Nick Tyrone
The Met badly mishandled the Clapham Common vigil
A vigil was held last night on Clapham Common to both honour the memory of Sarah Everard and to protest about the societal backdrop to her death. People were told to stay away by the police beforehand – they came anyhow. Unfortunately, the whole thing turned ugly as the London Met responded in a heavy-handed manner, clashing with those who attended, leading to at least five arrests. What made it all the worse was that the Duchess of Cambridge showed up at the vigil, giving it the feeling of an occasion that should have been tolerated.
The reaction for some to this incident will be, ‘They were told to stay away’; that those who attended the vigil did so knowing they were going against a public order. I think this response ignores two big issues.

> [Supplied records]:
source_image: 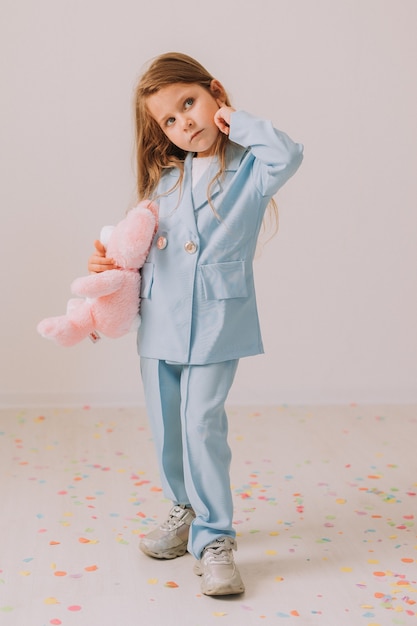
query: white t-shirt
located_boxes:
[192,157,213,189]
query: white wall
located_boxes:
[0,0,417,405]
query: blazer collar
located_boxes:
[161,142,247,222]
[190,142,245,211]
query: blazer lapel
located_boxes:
[193,143,245,211]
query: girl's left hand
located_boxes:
[214,101,236,135]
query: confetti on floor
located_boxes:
[0,404,417,626]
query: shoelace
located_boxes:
[206,538,236,563]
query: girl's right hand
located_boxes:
[88,239,119,274]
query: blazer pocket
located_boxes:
[140,262,154,298]
[200,261,248,300]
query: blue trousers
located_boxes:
[141,357,239,559]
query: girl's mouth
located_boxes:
[190,130,203,141]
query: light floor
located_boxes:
[0,405,417,626]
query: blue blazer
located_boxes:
[138,111,303,365]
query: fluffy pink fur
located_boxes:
[37,200,158,346]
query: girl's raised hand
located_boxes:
[214,100,236,135]
[88,239,118,274]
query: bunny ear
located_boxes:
[100,226,115,248]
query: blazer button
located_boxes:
[184,241,197,254]
[156,236,168,250]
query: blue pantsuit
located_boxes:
[138,111,303,558]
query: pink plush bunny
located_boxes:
[37,200,158,346]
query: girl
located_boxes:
[89,53,303,595]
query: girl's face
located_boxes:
[147,80,226,157]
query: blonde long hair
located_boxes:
[134,52,277,230]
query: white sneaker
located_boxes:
[139,504,195,559]
[194,537,245,596]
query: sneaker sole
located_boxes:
[201,583,245,596]
[194,561,245,596]
[139,543,187,560]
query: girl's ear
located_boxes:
[210,78,227,101]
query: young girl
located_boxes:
[89,53,302,595]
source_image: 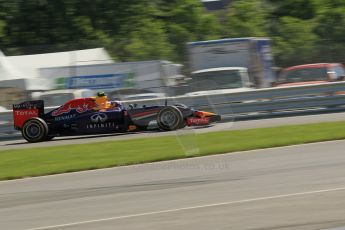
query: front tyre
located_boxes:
[157,106,184,131]
[22,117,48,143]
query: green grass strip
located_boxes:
[0,121,345,180]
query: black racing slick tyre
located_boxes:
[157,106,184,131]
[22,117,48,143]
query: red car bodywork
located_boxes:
[274,63,345,87]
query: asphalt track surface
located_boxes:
[0,112,345,150]
[0,141,345,230]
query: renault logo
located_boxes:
[91,113,108,123]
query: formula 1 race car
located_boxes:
[13,98,221,142]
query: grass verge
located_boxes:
[0,121,345,180]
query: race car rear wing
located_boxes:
[13,100,44,130]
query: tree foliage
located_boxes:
[0,0,345,66]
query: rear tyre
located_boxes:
[157,106,184,131]
[22,117,48,143]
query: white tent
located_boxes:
[6,48,113,77]
[0,48,113,90]
[0,51,25,81]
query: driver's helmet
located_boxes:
[110,101,122,108]
[97,92,105,97]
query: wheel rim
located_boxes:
[161,111,176,127]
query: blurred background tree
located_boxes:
[0,0,345,67]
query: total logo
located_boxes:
[15,111,38,116]
[91,113,108,123]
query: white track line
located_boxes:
[26,187,345,230]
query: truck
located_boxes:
[187,37,275,94]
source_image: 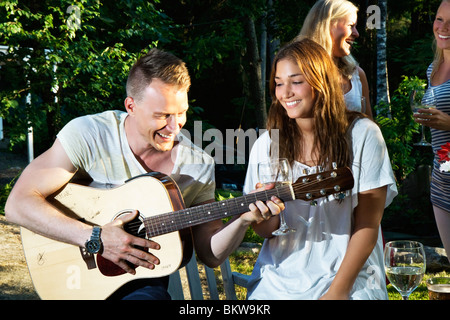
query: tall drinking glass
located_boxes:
[258,158,295,236]
[384,240,426,300]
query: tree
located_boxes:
[0,0,173,149]
[376,0,390,109]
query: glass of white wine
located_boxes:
[409,87,436,147]
[384,240,426,300]
[258,158,295,236]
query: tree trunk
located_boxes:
[376,0,390,114]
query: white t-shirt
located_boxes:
[58,111,215,207]
[244,119,397,300]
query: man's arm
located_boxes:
[5,139,159,274]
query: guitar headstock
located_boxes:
[292,167,354,200]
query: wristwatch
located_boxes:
[84,226,102,253]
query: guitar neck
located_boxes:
[144,185,294,238]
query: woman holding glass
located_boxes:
[295,0,373,119]
[244,39,397,299]
[414,0,450,262]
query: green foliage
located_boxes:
[0,175,19,215]
[0,0,173,149]
[374,76,426,182]
[375,76,434,235]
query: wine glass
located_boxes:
[258,158,295,236]
[410,88,436,147]
[384,240,426,300]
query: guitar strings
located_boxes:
[121,172,342,237]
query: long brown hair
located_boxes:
[267,39,360,168]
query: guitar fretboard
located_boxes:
[144,185,294,238]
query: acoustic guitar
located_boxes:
[21,168,354,300]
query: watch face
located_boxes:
[86,240,102,253]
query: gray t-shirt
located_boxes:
[58,111,215,207]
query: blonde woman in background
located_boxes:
[295,0,373,119]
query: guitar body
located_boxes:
[18,167,354,299]
[21,175,192,299]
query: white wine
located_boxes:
[386,267,423,293]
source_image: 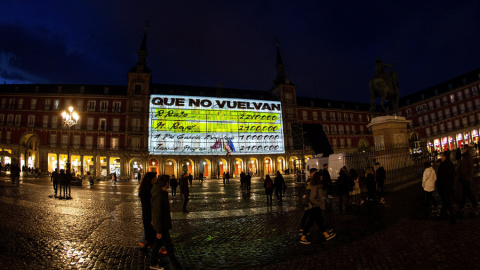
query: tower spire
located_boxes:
[273,40,291,86]
[137,20,149,72]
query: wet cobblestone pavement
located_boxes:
[0,172,480,269]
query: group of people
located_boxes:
[138,172,188,269]
[50,169,73,198]
[422,145,478,224]
[263,171,287,205]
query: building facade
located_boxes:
[0,29,480,179]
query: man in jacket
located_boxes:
[150,175,182,269]
[180,173,190,213]
[437,151,456,224]
[457,145,478,215]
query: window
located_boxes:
[43,115,48,128]
[112,118,120,131]
[112,101,122,112]
[110,138,118,150]
[98,118,107,130]
[87,117,95,130]
[407,108,412,116]
[97,137,105,149]
[135,84,142,95]
[50,134,57,147]
[27,115,35,127]
[423,115,429,125]
[450,94,455,103]
[62,135,68,148]
[5,131,12,143]
[76,99,83,112]
[87,100,97,112]
[7,114,13,126]
[330,125,337,134]
[100,101,108,112]
[131,118,140,131]
[464,88,470,98]
[85,136,93,149]
[133,100,142,112]
[8,98,15,109]
[438,111,443,121]
[73,135,80,149]
[53,99,60,111]
[52,116,58,128]
[15,115,22,127]
[44,99,52,111]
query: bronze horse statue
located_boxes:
[369,71,399,112]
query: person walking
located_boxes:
[51,168,58,197]
[300,173,336,245]
[365,167,377,204]
[273,171,287,205]
[180,173,190,213]
[138,172,157,248]
[375,162,387,200]
[170,174,178,198]
[150,173,182,269]
[457,145,478,215]
[436,151,456,224]
[350,169,363,205]
[422,161,437,218]
[337,166,352,213]
[263,174,273,205]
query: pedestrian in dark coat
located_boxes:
[436,151,456,224]
[457,145,478,214]
[170,174,178,198]
[263,174,273,205]
[375,162,387,197]
[273,171,287,205]
[180,173,190,213]
[138,172,157,247]
[52,169,59,197]
[150,174,182,269]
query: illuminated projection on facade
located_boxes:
[149,95,285,155]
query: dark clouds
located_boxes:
[0,0,480,102]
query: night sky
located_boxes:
[0,0,480,103]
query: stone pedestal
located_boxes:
[367,116,415,190]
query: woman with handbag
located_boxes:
[300,172,336,245]
[422,161,437,218]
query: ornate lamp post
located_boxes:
[62,106,80,171]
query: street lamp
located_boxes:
[62,106,80,171]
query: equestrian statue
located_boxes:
[369,58,399,112]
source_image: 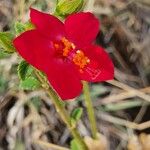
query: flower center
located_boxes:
[54,37,90,72]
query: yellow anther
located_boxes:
[54,44,59,49]
[73,50,90,72]
[61,37,76,56]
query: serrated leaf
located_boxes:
[17,60,33,80]
[15,21,34,35]
[70,139,82,150]
[0,49,10,59]
[71,107,83,125]
[20,77,40,90]
[0,32,16,53]
[55,0,83,16]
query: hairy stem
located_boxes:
[35,70,88,150]
[82,81,97,139]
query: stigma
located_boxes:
[54,37,90,73]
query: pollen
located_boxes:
[61,37,76,56]
[73,50,90,72]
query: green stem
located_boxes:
[35,71,88,150]
[82,81,97,139]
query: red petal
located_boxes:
[65,12,99,47]
[47,59,82,100]
[80,45,114,82]
[30,8,65,39]
[13,30,54,71]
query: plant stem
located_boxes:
[82,81,97,139]
[35,70,88,150]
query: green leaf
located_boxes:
[15,21,34,35]
[55,0,84,16]
[0,32,16,53]
[104,100,150,111]
[0,49,10,59]
[17,60,33,80]
[71,139,82,150]
[20,77,40,90]
[71,107,83,125]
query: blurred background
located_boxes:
[0,0,150,150]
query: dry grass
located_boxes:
[0,0,150,150]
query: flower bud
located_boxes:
[55,0,84,16]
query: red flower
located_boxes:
[14,9,114,100]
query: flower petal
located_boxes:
[46,59,82,100]
[13,30,54,71]
[65,12,99,47]
[30,8,65,39]
[80,45,114,82]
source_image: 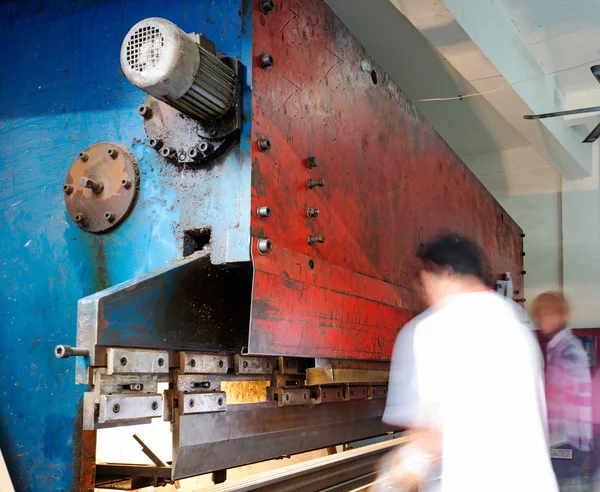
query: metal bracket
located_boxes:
[106,348,169,376]
[315,386,346,403]
[234,355,278,374]
[178,391,227,415]
[179,352,229,374]
[277,388,312,407]
[98,394,163,423]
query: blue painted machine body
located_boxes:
[0,0,252,490]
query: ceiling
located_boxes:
[326,0,527,158]
[500,0,600,94]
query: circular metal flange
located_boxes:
[63,142,140,233]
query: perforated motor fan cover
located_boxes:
[121,17,200,99]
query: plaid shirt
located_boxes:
[546,329,592,451]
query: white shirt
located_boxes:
[383,292,558,492]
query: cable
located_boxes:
[413,59,600,103]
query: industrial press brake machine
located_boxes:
[0,0,524,490]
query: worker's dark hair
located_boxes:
[417,234,487,282]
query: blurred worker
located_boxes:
[374,234,558,492]
[532,292,592,491]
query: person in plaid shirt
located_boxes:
[532,292,593,492]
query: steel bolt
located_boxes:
[306,236,325,245]
[258,138,271,152]
[256,239,273,255]
[54,345,90,359]
[260,0,275,14]
[79,176,104,195]
[198,142,213,154]
[306,207,319,219]
[148,138,162,150]
[138,104,152,118]
[258,53,275,68]
[256,207,271,219]
[308,178,325,190]
[160,146,176,159]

> [Required action A]: List every person named or identified by title in the piece about the Clapham Common vigil.
> [Required action B]: According to the piece about the Clapham Common vigil, how many arrests resulted from the clashes with the police?
> [Required action C]: Set down the part of the piece about the Clapham Common vigil that opens with the words containing "The reaction for" and closes with "two big issues.".

> [Final answer A]:
Nick Tyrone
Sarah Everard
the Duchess of Cambridge

> [Final answer B]: At least five.

> [Final answer C]:
The reaction for some to this incident will be, ‘They were told to stay away’; that those who attended the vigil did so knowing they were going against a public order. I think this response ignores two big issues.